## Apply what you read
a - List the 2021 dates on which, according to the liner notes on 2020, Bandcamp plans to waive its revenue share.
b - Write a continuation of the liner notes on 2020, picking up right after their final sentence.

## Document extract
+---+
Liner notes on 2020 – Part II

“It was my own countryside and I loved it with an intimate feeling, though all its associations were crude and incoherent. I cannot think of it now without a sense of heartache, as if it contained something which I have never quite been able to discover.” – Wardown Liner Notes

With a slight delay, this is the second part of my annual list (the drum & bass edition) featuring 21 of my favourite d&b records released in 2020, which I find worthy of your attention and – why not –  your credit card. The list is supplemented with liner notes, background stories and comments, trying to maintain an equilibrium between the (sorely missed) club sound system and the living room listening experience. A complicated epoch triggers complicated emotions and music can be the nostalgic reminder of simpler times.

Amidst a second wave of the pandemic, where our social reflexes have been stretched to the limit, one of the positives in this mess is that home listening is no longer relegated to background music until dinner is ready; it’s become a routine to look forward to, a refuge and a remedy. So, I would like to take the opportunity once again to thank all artists and record labels for gracing this relentless year with their beautiful music, channelling isolation and insecurity into works of art, safeguarding the passion and the romance.

Bandcamp has launched an initiative to support the many artists, who have seen their livelihoods disrupted by the pandemic in 2020. On the first Friday of every month since March, they have waived their revenue share and plan to continue accordingly also in 2021, on February 5th, March 5th, April 2nd, and May 7th. More details here.

Without further ado, let’s start my personal highlight reel, ordered by the date the records were added to my collection (which more or less coincides with the official release date). I have also attached links for preview/purchase, however in most cases the physical products have already sold out. I do realize that this might seem another one of the many lists circulating this time of year; however every single entry is taken from my personal record collection, records I have paid for and in cases have waited for months to receive. Hence, it’s by definition subjective and biased, but I would like to think that this is also an honest appraisal.



Metalheadz are celebrating their 25th anniversary, however due to huge delays at the pressing plants the celebrations have been postponed for later this year. Their release schedule seems busier than ever and 4 artist albums saw the light of day in 2020 (by Mako, Adred, Mikal and Friske respectively).

Stephen Redmore (aka Mako), the Bristolian head of Utopia Music, released his much anticipated debut album titled ‘Oeuvre’ (a French word which encompasses the body of an artist’s work) and achieved to re-imagine the 90s Metalheadz venerated sound he grew up with in a modern, contemporary context. Uncompromising yet private and contemplative, ‘Oeuvre’ is a straight-forward narrative; an homage to the label’s foundations bearing Mako’s personal signature and production prowess.

Favourite track: The Scenic Values

Four years after his last album (‘Last Refuge of a Scoundrel’, Metalheadz) Dom returns with his 8th solo album ‘Lost in the Moment’. Defying the culture of distraction and minimal attention span that seems hell-bent on burying new music beneath an endless scroll, Dom revisits the bare essentials and immerses into the core of elements that drew him into drum & bass in the first place. Packaged in a gorgeous full-colour, matt gloss, aqueous varnished art sleeve ‘Lost in the Moment’ is a study into micro-contradictions, capturing that moment of revelation, where simplicity and subtlety intersect with complexity and detail.
+---+
## Data provided
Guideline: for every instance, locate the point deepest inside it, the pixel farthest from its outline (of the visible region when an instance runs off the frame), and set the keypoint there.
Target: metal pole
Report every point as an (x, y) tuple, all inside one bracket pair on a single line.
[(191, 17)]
+---+
## Numbered responses
a - February 5th, March 5th, April 2nd, May 7th

b -
Favourite Track: Binary Star

Calibre is a producer who enjoys the creative freedom of a taste-maker alleviated from expectations and constantly re-imagines his artistic persona with a fresh outlook on life and music. The 6th edition Calibre’s ‘Shelflife’ archival series features 13 of his most sought-after previously unreleased productions. Although the track list spans almost two decades, including tracks played at his 2019 XOYO residency, they all sound as relevant as if they were written yesterday, highlighting Calibre’s devotion to his enviably endless back catalogue.

Favourite track: Sense Soirèe

When I wrote the ‘Whatever happened to … Foul Play?’ blog feature six years ago, I’d never imagined that there would be another unwritten chapter of their story. Since then, John Morrow has returned to production launching his new project Killer Smile and occasionally djs wearing his Foul Play hat for selected gigs.

Foul Play had been initially conceived as the title of their first EP, but was later adopted as an artist name, when they signed with Moving Shadow. A publishing deal with the mastering house JTS Studios, who took over also the pressing, artwork and distribution culminated in the launch of Foul Play’s own imprint Oblivion Records, named after their eponymous club nights.

Sneaker Social Club has re-issued the essential Foul Play early works, giving a new lease of life to their musical legacy. The aptly named ‘Origins’ compilation includes the first 2 Oblivion Records volumes, as well as ‘Finest Illusion/Screwface’ which was released on Shadow’s offshoot Section 5.

Favourite Track: Dubbing You

Shortly after the official release of his second personal album ‘Full Circle’ last year (which featured also on my blog’s 2019 respective list), J Majik had revealed to me that his next album had been already in the making. Due to the pandemic, the album’s title and artwork (the original title was ‘Dark Summer’) changed to avoid unfortunate connotations and the official launch was postponed until June.

It takes a lot of confidence and artistic ingenuity to write 2 successive albums in a short period of time without sounding derivative and repetitive, but Spratling gracefully avoided that trap, effortlessly swinging between tempos and styles. In fact, I’d argue that there are more similarities to his debut album ‘Slow Motion’, that irresistible mermaid song which still echoes after 23 years.  ‘Always Be’ is an intentionally open-ended title, which reflects on the various phases of J Majik’s illustrious recording career; retrospective and futuristic both at the same time.

Favourite track: Life Force

It’s been 3 years already since Lee Bogush (DJ Harmony) re-launched Deep Jungle Records. Delving into their DAT treasure trove Deep Jungle has been celebrating dubplate culture releasing gems that were considered buried in the sands of time.

Fifteen years after his last solo output on Moving Shadow, Harmony makes a dynamic comeback into production and the title of his debut LP ‘Resurgence’ suggest exactly that. Instead of resting on the laurels of his label’s success, Lee stylishly delivers an album that nods to the golden era of the mid-90s. A lot has been said and written about the recent jungle revival, but I would still argue that the jungle sound/movement never really went away; just moved on the fringes of the scene and re-surfaced with a modern twist. ‘Resurgence’ is an album that could have been played on the speakers of the Lucky Spin/Section 5 record shop in 1995, or on your ipod walking down King’s Road in 2020 and nobody would notice the time leap.

Favourite Track: Dance With Me

“Melodies bring memories that linger in my heart and make me think of home and such”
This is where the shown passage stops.